— THE TASK —
Beginning with the first line, copy out each line of the material until the line containing "TARGET: goose head" has been copied as well.
*** INPUT DATA ***
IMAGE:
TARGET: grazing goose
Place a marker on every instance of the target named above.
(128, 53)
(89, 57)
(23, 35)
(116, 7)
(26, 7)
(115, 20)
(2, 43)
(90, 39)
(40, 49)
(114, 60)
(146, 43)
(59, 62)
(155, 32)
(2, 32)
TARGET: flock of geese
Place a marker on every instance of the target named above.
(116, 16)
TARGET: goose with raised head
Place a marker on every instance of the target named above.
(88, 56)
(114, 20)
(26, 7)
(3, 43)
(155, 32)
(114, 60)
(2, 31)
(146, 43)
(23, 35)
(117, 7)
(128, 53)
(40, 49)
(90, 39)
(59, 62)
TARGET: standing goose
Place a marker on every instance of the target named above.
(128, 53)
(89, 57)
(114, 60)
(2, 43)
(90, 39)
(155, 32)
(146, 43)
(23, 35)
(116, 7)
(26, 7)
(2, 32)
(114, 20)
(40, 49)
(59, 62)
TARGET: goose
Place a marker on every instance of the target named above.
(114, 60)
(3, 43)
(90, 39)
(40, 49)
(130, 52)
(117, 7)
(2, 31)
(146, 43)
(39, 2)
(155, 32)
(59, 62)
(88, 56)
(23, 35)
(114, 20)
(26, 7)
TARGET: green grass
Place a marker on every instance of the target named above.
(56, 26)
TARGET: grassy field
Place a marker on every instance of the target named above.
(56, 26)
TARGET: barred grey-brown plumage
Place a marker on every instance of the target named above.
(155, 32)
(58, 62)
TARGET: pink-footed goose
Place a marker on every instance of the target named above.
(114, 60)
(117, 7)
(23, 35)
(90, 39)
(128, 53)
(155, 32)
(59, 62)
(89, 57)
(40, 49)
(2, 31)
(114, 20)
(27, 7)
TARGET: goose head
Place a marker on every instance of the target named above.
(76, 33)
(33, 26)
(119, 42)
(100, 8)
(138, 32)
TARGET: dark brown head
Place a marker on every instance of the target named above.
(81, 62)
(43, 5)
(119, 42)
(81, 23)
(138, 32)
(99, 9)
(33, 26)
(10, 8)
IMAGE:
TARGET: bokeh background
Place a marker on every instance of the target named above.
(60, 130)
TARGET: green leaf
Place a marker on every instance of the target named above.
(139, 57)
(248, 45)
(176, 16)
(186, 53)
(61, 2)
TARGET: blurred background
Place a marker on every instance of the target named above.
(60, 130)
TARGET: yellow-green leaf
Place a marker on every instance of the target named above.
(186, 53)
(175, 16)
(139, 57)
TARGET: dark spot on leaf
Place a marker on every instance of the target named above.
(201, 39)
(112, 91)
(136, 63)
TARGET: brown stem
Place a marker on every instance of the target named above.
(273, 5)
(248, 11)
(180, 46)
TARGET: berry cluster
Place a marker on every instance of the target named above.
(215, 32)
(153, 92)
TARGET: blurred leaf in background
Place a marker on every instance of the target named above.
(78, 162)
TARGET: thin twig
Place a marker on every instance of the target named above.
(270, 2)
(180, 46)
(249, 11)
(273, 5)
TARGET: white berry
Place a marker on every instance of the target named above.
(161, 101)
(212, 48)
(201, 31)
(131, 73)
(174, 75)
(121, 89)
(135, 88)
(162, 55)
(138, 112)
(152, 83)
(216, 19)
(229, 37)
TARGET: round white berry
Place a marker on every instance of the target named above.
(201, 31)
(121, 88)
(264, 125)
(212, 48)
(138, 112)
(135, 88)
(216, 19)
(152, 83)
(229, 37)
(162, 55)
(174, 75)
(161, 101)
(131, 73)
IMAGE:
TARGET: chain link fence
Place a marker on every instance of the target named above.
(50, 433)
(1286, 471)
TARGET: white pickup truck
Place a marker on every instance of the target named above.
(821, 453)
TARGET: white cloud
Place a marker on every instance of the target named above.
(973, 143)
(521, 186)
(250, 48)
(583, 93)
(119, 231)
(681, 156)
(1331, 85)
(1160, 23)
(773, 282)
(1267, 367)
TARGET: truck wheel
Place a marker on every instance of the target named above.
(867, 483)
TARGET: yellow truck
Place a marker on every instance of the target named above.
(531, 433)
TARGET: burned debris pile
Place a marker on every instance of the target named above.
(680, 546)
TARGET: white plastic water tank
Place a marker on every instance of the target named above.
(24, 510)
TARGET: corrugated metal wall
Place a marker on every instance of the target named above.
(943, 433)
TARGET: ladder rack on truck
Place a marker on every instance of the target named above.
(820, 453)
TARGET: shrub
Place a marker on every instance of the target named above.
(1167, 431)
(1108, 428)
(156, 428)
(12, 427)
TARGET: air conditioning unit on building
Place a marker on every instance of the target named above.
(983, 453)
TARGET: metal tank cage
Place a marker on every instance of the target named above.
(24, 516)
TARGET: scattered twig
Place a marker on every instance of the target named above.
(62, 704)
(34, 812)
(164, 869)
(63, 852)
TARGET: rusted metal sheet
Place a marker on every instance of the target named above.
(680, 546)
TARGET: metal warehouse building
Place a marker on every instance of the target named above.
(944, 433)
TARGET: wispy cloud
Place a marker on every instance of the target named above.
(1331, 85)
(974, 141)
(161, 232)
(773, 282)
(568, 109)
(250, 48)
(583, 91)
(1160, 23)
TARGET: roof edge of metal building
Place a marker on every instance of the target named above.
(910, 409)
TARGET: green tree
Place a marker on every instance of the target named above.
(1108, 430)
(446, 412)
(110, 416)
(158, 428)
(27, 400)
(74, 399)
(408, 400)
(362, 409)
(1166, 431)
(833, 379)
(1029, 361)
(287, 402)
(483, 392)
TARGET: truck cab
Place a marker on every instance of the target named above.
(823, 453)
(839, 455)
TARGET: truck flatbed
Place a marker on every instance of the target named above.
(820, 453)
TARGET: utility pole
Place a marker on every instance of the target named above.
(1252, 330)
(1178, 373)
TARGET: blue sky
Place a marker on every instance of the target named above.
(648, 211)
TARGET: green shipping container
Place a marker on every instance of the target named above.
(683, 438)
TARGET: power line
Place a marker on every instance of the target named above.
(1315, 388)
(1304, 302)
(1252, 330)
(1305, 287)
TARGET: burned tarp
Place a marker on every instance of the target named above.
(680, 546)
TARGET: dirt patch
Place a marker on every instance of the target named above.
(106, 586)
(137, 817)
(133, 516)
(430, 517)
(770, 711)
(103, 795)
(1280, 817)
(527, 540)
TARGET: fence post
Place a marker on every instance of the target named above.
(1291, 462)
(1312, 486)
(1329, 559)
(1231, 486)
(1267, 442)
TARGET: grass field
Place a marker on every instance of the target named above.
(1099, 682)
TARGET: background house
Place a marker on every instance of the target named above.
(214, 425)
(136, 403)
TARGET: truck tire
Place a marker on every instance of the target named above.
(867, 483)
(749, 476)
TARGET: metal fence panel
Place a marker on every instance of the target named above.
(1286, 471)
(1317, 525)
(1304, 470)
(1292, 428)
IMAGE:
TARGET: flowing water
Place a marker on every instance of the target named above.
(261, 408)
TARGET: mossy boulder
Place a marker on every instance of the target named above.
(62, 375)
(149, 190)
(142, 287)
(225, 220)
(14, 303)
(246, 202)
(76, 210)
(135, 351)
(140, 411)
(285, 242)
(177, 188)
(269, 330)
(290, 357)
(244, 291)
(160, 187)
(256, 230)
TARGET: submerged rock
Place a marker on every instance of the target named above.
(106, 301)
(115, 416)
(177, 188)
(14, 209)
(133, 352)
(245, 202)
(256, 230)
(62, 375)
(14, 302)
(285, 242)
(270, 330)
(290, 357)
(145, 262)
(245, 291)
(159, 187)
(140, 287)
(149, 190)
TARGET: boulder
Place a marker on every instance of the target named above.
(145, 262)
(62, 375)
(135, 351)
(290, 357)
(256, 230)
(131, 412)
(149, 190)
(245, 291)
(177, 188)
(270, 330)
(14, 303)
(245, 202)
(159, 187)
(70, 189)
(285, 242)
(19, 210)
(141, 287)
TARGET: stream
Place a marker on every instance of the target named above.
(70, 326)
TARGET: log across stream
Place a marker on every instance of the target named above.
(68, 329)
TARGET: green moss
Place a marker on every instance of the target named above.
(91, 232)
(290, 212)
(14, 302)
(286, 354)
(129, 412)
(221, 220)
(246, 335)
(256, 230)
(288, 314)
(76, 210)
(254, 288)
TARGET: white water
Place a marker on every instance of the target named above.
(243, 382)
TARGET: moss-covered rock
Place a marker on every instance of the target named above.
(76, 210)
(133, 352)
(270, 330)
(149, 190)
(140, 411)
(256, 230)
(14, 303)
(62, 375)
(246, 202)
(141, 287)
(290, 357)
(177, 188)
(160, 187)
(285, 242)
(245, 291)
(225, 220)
*** End of INPUT DATA ***
— EXPECTED OUTPUT —
IMAGE:
TARGET: grazing goose
Place a marker on every instance of the target named above.
(128, 53)
(89, 57)
(23, 35)
(116, 7)
(26, 7)
(115, 20)
(2, 43)
(90, 39)
(40, 49)
(114, 60)
(146, 43)
(59, 62)
(155, 32)
(2, 32)
TARGET: flock of geese
Place a marker on every instance of the target named above.
(116, 16)
TARGET: goose with raised head
Place a marker on every instance of the target named above.
(88, 56)
(114, 20)
(26, 7)
(3, 43)
(155, 32)
(114, 60)
(2, 31)
(146, 43)
(23, 35)
(117, 7)
(128, 53)
(40, 49)
(90, 39)
(59, 62)
TARGET: standing goose
Place a marker on every instance of the target named above.
(128, 53)
(89, 57)
(114, 60)
(2, 43)
(90, 39)
(155, 32)
(146, 43)
(23, 35)
(116, 7)
(26, 7)
(2, 32)
(114, 20)
(40, 49)
(59, 62)
TARGET: goose
Place a marker on every instance of the target named above.
(114, 60)
(3, 43)
(90, 39)
(40, 49)
(130, 52)
(117, 7)
(2, 31)
(146, 43)
(39, 2)
(155, 32)
(59, 62)
(88, 56)
(23, 35)
(114, 20)
(26, 7)
TARGET: green grass
Place a marker on every instance of the target named above.
(56, 26)
TARGET: grassy field
Place a marker on every instance of the target named above.
(56, 26)
TARGET: barred grey-brown plumage
Place a marker on every instance of the target named above.
(155, 32)
(58, 62)
TARGET: pink-footed goose
Place a marker on every instance of the target named above.
(114, 60)
(117, 7)
(23, 35)
(90, 39)
(128, 53)
(155, 32)
(59, 62)
(89, 57)
(40, 49)
(2, 31)
(114, 20)
(27, 7)
TARGET: goose head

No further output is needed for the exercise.